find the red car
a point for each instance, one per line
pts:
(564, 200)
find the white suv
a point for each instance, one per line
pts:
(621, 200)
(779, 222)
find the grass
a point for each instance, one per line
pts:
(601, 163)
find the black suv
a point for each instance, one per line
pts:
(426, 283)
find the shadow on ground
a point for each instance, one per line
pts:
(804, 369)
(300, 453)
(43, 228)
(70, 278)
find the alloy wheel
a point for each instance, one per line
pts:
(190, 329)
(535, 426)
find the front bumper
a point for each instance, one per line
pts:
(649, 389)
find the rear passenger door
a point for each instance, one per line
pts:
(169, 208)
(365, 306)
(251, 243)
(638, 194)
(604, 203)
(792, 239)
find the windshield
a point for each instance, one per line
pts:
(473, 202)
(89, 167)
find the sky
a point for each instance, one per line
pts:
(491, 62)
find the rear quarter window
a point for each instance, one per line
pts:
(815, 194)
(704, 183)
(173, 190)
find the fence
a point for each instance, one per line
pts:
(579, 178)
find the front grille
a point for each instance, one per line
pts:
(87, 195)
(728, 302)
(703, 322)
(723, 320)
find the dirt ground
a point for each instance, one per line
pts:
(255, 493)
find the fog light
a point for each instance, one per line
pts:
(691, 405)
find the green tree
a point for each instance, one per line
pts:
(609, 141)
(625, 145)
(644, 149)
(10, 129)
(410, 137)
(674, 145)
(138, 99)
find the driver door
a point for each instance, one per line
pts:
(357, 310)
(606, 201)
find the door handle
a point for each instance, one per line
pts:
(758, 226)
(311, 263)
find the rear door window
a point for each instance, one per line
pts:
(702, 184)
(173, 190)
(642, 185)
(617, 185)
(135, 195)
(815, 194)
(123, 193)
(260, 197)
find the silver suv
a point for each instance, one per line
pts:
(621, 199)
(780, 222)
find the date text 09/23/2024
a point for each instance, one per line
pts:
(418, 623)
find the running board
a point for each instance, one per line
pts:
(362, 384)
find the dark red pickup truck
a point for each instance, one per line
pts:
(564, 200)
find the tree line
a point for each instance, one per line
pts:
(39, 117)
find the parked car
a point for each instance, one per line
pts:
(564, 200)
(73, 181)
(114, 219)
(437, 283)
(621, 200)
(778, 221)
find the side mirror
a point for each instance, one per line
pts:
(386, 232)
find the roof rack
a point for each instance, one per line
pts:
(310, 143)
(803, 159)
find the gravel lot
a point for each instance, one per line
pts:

----------------

Written instruction -> Rewrite the rows starting with the line that contains "find the tree line" and running through the end of the rows, with both ends included and the requests kept. Scale every point coordinate in the answers by 0.35 and round each to a whole number, with halves rounded up.

Solution to this task ->
find the tree line
a point for each instance, one per line
pts:
(14, 41)
find the parked car
a point for each instance, one per line
pts:
(197, 70)
(26, 63)
(40, 77)
(153, 99)
(217, 70)
(272, 77)
find the side mirror
a point for each instance, one per line
pts:
(135, 81)
find the roof rack
a point for each instance, one per line
pts:
(109, 50)
(281, 56)
find the gravel lot
a point for each instance, one per line
pts:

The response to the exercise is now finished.